• DOCUMENT SEGMENT
A DRUNK woman launched into a violent rage after paramedics said her father was not gravely ill.

Alison Shire had dialled 999 and told operators her father needed urgent medical help, a judge was told.

But when the ambulance crew said he was okay, Shire, below, flew into a rage, smashing the ambulance windscreen with a traffic cone, biting a police officer and pulling a paramedic’s hair.

The incident happened outside her father’s house in West Street, Osney Island, Oxford, on March 2.

District Judge Timothy Pattison heard Shire had drunk six pints and was so intoxicated that two shots of CS spray failed to calm her.

At Oxford Magistrates’ Court, Shire, 31, was told by the judge she was a “violent drunk” before he handed her a suspended jail sentence.

The court heard that Shire shouted “now I’ve got your attention” as she smashed the windscreen of the ambulance.

Two police officers and two paramedics tried to restrain her after she pulled paramedic Joni Bousie’s hair, bit a female police constable and kicked and punched the woman’s male colleague.

The male paramedic on that night was Matthew Luker, who himself was bitten on the arm when he was on duty in Rose Hill in 2006.

The crew had been called to the home of Shire’s father because she feared he was dying.

When they arrived, she stormed up to them, drunkenly shouting that he needed oxygen.

As one of the ambulance crew tried to calm her down the other checked on the man, and found there was no need for the treatment she had demanded.

When told he was not gravely ill, Shire reacted violently. She pulled Miss Bousie’s hair.

Clare Barclay, prosecuting, said: “She then approached the ambulance, still shouting that the crew weren’t helping her father.

• DATASET EXCERPTS
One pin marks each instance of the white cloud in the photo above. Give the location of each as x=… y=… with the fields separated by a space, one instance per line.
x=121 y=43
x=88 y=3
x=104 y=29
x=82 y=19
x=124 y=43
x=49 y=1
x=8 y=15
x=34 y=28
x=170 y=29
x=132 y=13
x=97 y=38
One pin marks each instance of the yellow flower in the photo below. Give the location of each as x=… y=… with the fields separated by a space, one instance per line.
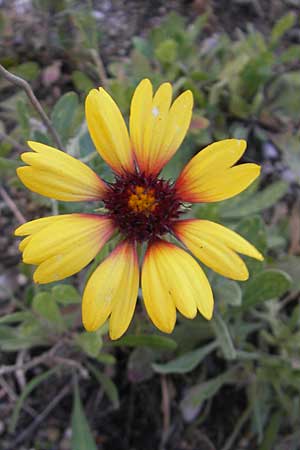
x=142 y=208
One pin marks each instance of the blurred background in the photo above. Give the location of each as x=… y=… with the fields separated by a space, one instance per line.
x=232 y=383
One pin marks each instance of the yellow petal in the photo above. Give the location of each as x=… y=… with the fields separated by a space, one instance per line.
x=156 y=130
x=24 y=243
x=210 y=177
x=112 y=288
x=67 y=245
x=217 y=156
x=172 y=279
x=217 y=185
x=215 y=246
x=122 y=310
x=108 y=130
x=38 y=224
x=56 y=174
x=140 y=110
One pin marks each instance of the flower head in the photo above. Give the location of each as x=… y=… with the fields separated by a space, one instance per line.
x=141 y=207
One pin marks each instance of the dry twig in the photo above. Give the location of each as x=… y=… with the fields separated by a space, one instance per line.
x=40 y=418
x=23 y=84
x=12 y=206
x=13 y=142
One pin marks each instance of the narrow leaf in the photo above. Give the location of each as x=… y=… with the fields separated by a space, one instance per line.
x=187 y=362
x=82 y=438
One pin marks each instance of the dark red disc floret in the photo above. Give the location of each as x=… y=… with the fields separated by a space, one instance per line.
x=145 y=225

• REQUIRED TASKS
1. In the news report about the ambulance attack, what did Shire use to smash the ambulance windscreen?
2. Write the next part of the news report about the ambulance attack, starting after its last sentence.

• ANSWER SECTION
1. A traffic cone.

2.
“She grabbed a traffic cone and repeatedly hit the windscreen of the ambulance, shouting ‘now I’ve got your attention’.”

When police arrived and asked Shire to let the ambulance crew do their jobs, she refused to move away from the vehicle.

Shire yelled “you’re not arresting me” and, when threatened with CS spray by Pc Spencer Treherne, she aimed a kick at the officer.

Ms Barclay said: “He had to use his captor spray but it did not have any effect and she aimed another kick.”

A second blast of the spray again failed to subdue Shire, who stood up and punched Pc Treherne, the court heard.

The ambulance had to be taken out of service for a day while the damaged windscreen was replaced.

Shire, who admitted three charges of assault and one of criminal damage, was given a three-month prison sentence, suspended for a year, despite being told that people like her deserved jail.

Judge Pattinson told her: “To put it bluntly, this was absolutely appalling behaviour and assaults on anyone who works in the NHS, especially paramedics working in ambulances, deserve immediate custody.

“The same goes for police officers, who have an extremely difficult job to do.”

Shire, formerly of Ferry Hinksey Road, Oxford, was also given a one-year supervision order and ordered to pay £323 in compensation to her victims.